- _本文_

---*---

明けましておめでとうございます。
今年はめでたくも元旦からの発行となりました。 2015年も皆様にとって上等で幸せな一年でありますように!
読み応えたっぷりの新年号ですよ。 どうぞ、ぬかーぬか(ごゆっくり)お楽しみくださいね〜。
宮古の植物で作るあれこれ
宮国勉(城辺・西城出身)
●アダン <タコノキ科タコノキ属の常緑小高木>
*がじまーら=風車(かざぐるま)
アダンの葉の棘を取り除き20〜25ミリ程度に裂いて叶結びにする。羽の長さを4枚揃えるのがコツ。廻す芯には、トンベン(竜舌蘭)の棘を使う。
*あだなすづな=(アダナス縄)
あだなすはアダンの気根で先端に帽子をかぶって下方へ伸びる。それが地面に着く前に切り取り、3ミリほどの厚みに引き裂いて天日に干して、更にそれを適度に引き裂いて縄の材料にする。あだなすは干すことによりすぴにがー(強靱)になる。それを綯うとすぴにーすぴに(千切れにくい状態)で手触りのよい縄となる。
縄も太さにより利用する用途が変わる。すぴにがー(強靱)な材料は細くすることが出来るから長くて丈夫さが必要な用途に使われ、細く綯うことで水くみのくばずー(釣瓶)用の縄にしていた。

---*---

- _データセット内容_
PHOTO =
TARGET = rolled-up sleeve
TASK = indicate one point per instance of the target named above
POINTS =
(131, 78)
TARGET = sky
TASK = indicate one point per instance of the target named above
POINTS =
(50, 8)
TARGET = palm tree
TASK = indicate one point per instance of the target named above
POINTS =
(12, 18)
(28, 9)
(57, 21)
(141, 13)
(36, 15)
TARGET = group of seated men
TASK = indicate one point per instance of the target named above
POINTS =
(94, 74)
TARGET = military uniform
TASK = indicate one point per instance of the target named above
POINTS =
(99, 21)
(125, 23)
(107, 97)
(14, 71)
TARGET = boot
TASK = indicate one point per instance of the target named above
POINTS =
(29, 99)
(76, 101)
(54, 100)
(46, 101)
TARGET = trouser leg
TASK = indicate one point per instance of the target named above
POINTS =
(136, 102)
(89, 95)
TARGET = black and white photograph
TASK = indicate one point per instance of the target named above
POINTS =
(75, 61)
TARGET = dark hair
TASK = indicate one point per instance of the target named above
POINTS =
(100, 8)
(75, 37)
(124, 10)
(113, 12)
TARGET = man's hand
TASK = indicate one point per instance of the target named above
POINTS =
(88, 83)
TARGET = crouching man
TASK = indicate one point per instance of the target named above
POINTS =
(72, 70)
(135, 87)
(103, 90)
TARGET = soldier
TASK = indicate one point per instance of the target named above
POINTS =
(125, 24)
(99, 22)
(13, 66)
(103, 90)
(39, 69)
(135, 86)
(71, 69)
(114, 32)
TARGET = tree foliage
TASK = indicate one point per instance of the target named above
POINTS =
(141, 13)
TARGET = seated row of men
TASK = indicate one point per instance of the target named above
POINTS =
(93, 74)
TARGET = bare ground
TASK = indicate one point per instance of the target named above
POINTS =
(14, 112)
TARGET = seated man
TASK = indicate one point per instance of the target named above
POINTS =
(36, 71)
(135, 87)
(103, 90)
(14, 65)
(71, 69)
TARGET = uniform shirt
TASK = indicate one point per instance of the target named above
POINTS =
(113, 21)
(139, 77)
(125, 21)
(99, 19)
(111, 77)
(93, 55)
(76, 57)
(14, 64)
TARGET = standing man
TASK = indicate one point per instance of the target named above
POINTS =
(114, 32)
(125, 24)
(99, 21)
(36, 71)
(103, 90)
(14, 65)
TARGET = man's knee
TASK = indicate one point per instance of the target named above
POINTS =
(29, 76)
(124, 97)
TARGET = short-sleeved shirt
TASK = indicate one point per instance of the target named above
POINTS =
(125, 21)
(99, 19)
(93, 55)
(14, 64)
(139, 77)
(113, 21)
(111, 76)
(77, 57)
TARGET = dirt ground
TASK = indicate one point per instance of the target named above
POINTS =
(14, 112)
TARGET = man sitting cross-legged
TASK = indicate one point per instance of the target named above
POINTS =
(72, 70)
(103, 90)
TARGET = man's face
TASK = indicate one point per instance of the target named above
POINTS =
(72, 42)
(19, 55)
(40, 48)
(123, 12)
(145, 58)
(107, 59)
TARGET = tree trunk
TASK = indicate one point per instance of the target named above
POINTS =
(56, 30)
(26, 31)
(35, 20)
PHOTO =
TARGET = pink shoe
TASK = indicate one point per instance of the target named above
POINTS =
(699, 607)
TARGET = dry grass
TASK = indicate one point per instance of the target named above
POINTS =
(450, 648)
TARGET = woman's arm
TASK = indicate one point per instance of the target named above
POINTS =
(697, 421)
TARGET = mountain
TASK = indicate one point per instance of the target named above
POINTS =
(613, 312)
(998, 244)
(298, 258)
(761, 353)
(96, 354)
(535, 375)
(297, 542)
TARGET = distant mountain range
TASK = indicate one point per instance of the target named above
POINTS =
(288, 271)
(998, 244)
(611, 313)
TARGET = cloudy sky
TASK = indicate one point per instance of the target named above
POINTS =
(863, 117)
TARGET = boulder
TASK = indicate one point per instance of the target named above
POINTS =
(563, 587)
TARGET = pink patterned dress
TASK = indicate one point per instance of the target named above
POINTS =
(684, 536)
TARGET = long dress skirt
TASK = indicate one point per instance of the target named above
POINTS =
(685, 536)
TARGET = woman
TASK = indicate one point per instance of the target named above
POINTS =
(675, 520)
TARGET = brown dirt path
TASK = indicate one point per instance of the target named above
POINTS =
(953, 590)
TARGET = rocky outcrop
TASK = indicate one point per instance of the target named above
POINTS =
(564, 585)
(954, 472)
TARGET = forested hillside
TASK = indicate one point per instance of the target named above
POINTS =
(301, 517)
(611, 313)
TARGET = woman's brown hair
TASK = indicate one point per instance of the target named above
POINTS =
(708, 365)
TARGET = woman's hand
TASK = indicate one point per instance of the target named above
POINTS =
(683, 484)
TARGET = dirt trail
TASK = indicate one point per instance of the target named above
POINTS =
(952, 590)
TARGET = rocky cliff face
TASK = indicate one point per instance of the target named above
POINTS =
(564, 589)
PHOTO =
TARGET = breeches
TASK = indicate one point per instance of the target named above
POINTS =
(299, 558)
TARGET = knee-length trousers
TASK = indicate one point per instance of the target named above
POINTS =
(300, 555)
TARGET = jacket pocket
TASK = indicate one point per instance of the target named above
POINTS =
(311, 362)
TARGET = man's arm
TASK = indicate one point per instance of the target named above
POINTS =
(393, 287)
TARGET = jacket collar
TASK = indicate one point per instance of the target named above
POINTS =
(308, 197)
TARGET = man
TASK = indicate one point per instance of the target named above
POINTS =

---*---

- _記述課題_
A) 宮古の植物の記事について、次の問いに答えよ。
(i) がじまーら(風車)の廻す芯には何を使うか。
(ii) あだなすは干すことでどうなるか。
(iii) 細く綯った縄は何用の縄にしていたか。
B) 宮古の植物で作るあれこれの記事の続きを書け。

- _解答一覧_
A)
(i) トンベン(竜舌蘭)の棘
(ii) すぴにがー(強靱)になる
(iii) 水くみのくばずー(釣瓶)用の縄

B)
*あむでぃら=芋を入れて運ぶ網
アダンの気根を3ミリ程度にスライスし、天日で乾かし、更に細く裂く。それを縄にして芋がはみ出ないほどの編み目で直径50センチほどの袋状に編み、口が閉じられるように工夫する。
*おーだ=たい肥や草を運ぶ道具
アダンの気根を3ミリ程度にスライスし、天日で乾かし、更に細く裂く。それを縄にして編み目が15センチほどで90センチ×70センチの平らな編み目をつくり、長手の方2カ所に吊り紐を付ける。天秤棒で運ぶので対で必要。
*むっすぅ=蓙(ゴザ)
アダン葉が長いものを選び、棘を取り除いて幅20〜25ミリ程度に揃え煮沸する。アダナスの縄で編み込む。乾燥させてゴザになる。結構手間が掛かっていたような印象。
●ススキ <イネ科ススキ属>
*ぽーき=箒(ススキの穂を利用)
枯れたススキの穂の綿を除去し、挟み込むように組み上げて作る。持ち手が直径6センチほどに束ねる。学校の冬休みの宿題・・・。
●マカヤ<イネ科チガヤ属>
*まぐ=穀物の入れ物
マカヤを2センチほどの太さでグルグル巻きにしてマーニ(クロツグ)の茎や籐蔓擬(とうつるもどき)を綴じ紐にして作る。穀物の入れ物になどに利用していた
*かやづな=茅縄
かやづなは2分した茅の硬い部分を折り曲げてがんぷ(こぶ)を作り、足の親指で挟み、手のひらで擦り合わせて撚(よ)る、時にはペッペッと唾を手につけると滑ることなく撚りの強いかやづなができる。かや(すすき)、まかや(茅萱)は容易く手に入り、長持ちしないので専らサトウキビを縛ることに使われた。茅萱は時に縄ではなくまぐ(篭)、うぷなびぬふた(大鍋の蓋)などの生活用品になることもあった。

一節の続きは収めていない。